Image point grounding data
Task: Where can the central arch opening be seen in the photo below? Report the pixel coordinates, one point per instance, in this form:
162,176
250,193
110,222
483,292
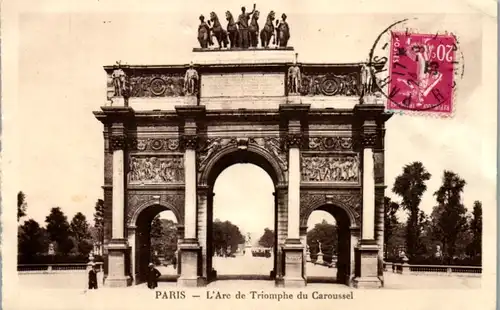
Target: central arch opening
242,211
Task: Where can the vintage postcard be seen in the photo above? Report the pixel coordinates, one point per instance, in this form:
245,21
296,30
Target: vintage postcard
233,154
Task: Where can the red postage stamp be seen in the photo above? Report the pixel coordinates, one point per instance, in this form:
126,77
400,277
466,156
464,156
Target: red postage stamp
421,70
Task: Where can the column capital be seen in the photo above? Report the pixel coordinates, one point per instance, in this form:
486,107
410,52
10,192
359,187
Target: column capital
294,140
189,141
118,142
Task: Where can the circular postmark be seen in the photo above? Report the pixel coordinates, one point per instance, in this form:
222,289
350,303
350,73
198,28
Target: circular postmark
416,71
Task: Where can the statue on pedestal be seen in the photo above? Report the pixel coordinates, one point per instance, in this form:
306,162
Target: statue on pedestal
119,80
268,31
191,81
254,29
204,37
294,78
283,32
243,26
366,80
217,31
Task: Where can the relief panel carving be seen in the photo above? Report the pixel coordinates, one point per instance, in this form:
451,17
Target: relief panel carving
171,200
310,201
154,144
378,159
340,169
156,170
157,85
270,144
330,84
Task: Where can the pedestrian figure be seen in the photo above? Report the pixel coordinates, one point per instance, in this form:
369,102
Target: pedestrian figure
174,261
153,275
92,277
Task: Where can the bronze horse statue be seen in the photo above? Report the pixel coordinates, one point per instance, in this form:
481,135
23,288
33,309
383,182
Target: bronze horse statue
217,31
254,29
232,31
268,31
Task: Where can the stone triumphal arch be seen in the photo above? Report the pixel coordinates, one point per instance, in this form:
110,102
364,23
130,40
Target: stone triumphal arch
314,128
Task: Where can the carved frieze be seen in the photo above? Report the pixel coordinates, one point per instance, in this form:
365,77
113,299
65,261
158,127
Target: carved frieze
154,144
171,200
330,143
271,144
339,169
157,85
156,170
330,84
351,201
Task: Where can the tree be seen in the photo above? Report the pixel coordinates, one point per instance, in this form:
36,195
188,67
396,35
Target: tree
31,239
326,234
99,220
21,205
79,229
390,222
267,239
226,235
476,226
59,230
410,185
450,214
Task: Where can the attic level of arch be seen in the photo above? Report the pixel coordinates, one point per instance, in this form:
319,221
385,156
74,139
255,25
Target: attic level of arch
333,130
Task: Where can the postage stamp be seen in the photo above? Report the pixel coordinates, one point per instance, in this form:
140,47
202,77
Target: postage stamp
418,72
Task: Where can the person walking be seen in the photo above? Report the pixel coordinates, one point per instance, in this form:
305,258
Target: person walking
92,277
174,260
153,275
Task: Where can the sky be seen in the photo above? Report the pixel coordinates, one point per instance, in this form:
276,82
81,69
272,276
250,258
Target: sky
59,143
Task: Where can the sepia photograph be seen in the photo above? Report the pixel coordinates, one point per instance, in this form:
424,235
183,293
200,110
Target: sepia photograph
270,151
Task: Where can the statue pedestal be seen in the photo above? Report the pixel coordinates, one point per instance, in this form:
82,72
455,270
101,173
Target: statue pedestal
294,253
190,253
243,56
294,99
320,260
117,251
190,100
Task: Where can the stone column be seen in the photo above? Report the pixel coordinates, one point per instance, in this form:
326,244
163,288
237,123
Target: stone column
118,246
294,249
368,214
190,248
190,189
295,115
294,188
367,248
133,249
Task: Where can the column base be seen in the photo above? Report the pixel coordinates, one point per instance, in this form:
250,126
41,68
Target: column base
366,283
118,282
117,271
190,253
191,282
367,256
294,254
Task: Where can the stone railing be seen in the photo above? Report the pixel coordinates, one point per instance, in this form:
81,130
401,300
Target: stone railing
55,268
444,270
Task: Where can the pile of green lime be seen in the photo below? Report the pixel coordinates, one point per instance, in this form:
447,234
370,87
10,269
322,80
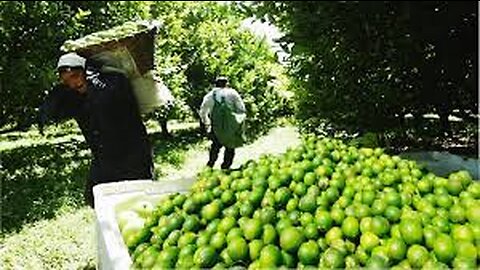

■ **What the exercise asks**:
Copy each line above exactly. Images do not belong in the copy.

■ **Written reply**:
Task: Where can the central arch opening be seen in the photo below? Report the pixel coordinates, one point per instance, in this form:
162,176
250,193
110,222
483,292
Target: central arch opening
242,211
Task: Where can the vintage postcard be seen in the photo above? Report the pixel coordinates, one point per instance, in this form:
245,21
296,30
Target: vintage postcard
233,154
Task: Where can the red postage stamp be seen in the photo above? Report the pixel coordinates, one point per instance, in this form:
126,77
400,277
466,156
464,156
Target: red postage stamp
421,70
Task: Where can the column capital be seen in the photo above? Report the pixel coordinates, one point per instance, in this form:
486,107
410,52
10,192
359,187
Target: column capital
294,140
189,141
118,142
Task: Where can the circular postmark be seen in the photo above? Report the pixel coordinates, one point per instance, in this form:
222,289
350,303
350,73
198,28
Target: circular postmark
416,71
Task: Where can the statue on pedestal be seen in the photo above? Report the pixel coordinates, one point per instance, in this form:
306,162
Target: statue on pedestal
119,80
268,31
191,81
254,29
204,37
294,78
283,32
243,26
366,80
217,31
Task: Where can the relief panel carving be seen in the photo above? Report the pixel coordinates, one point per instance, in this form:
451,17
Target: relief panel carving
171,200
310,201
154,144
378,159
340,169
156,170
157,85
270,144
330,84
Task: Where can the pedestrian figure be seen in the photo above? Report the pixel coordinates, one point per instance, in this form:
369,102
Target: pedestrian figure
174,261
153,275
92,277
Task: Where can the bronze horse statue be seen in the photo above? Report the pixel coordinates, one point per instance, in this form:
481,135
23,288
33,309
383,182
Target: bronze horse statue
217,31
254,29
232,31
268,31
Task: Where can the stone triumphal arch be seen in the photo above? Report the pixel coordinates, one point per instance, in this form:
110,102
364,23
130,40
Target: stone triumphal arch
314,128
Task: Where can the carved frieze be seen in the photo above? Report the pixel coordinates, one point per instance, in this form:
365,77
113,299
65,261
158,127
Target: carved frieze
154,144
171,200
330,143
271,144
339,169
157,85
156,170
330,84
351,201
Task: Where can the tree be seen in the photo above? Report the pixel coordinates, one point per instance, in this form:
36,195
188,67
396,35
Target: tree
31,239
326,234
99,220
21,205
79,229
390,222
267,239
226,235
476,226
59,230
410,185
450,214
Task: Where can the attic level of arch be seen in the photo above? Report the pixel coordinates, one point per instance, in this form:
319,221
385,156
74,139
255,25
Target: attic level of arch
333,130
Task: Where can the postage stamp be seen in the photo above? Report the pixel coordinates, one point per instance, in this form:
140,47
202,77
Target: postage stamp
418,72
Task: Where can the person walking be seen in the photo above? Report the pixel coordinates, one point per instance, in this form:
305,258
Target: person walking
92,277
174,260
153,275
Task: Where can the sky be seen in the photo above? Report the pixel coordinates, one point per instance, in this form:
276,82
81,69
272,276
250,258
Target: sky
59,143
Task: Where can the sepia photograph be seen in the photo above? Report the pixel coordinates, one point per instance, in this form:
424,235
183,293
200,110
Target: sepia photograph
270,151
Task: Where can the statue pedestal be seen in the photo above? Report the pixel coordinates, one point per instance, in this form:
82,72
455,270
101,173
Target: statue pedestal
294,253
190,253
243,56
294,99
320,260
117,251
190,100
Task: Where can the stone column be seen in the photo above? Report the pixel coordinates, one point per instance, in this form:
326,244
163,288
237,123
Target: stone column
118,246
294,249
368,214
190,248
190,189
295,115
294,188
367,248
133,249
Task: Where can the column base be seen in the photo above? Report the pixel coordinates, one point per instance, in this form:
250,126
41,68
Target: column base
366,283
118,282
117,271
190,253
191,282
367,256
294,254
Task: Where can the stone railing be seen in the photo above? Report the pixel coordinates, one point per instance, in this form:
81,130
401,300
Target: stone railing
55,268
444,270
Task: Where can the pile of green lime be seen in the photo below? Report the pixel coordinates, one point per instance, in this form:
447,234
370,87
10,269
322,80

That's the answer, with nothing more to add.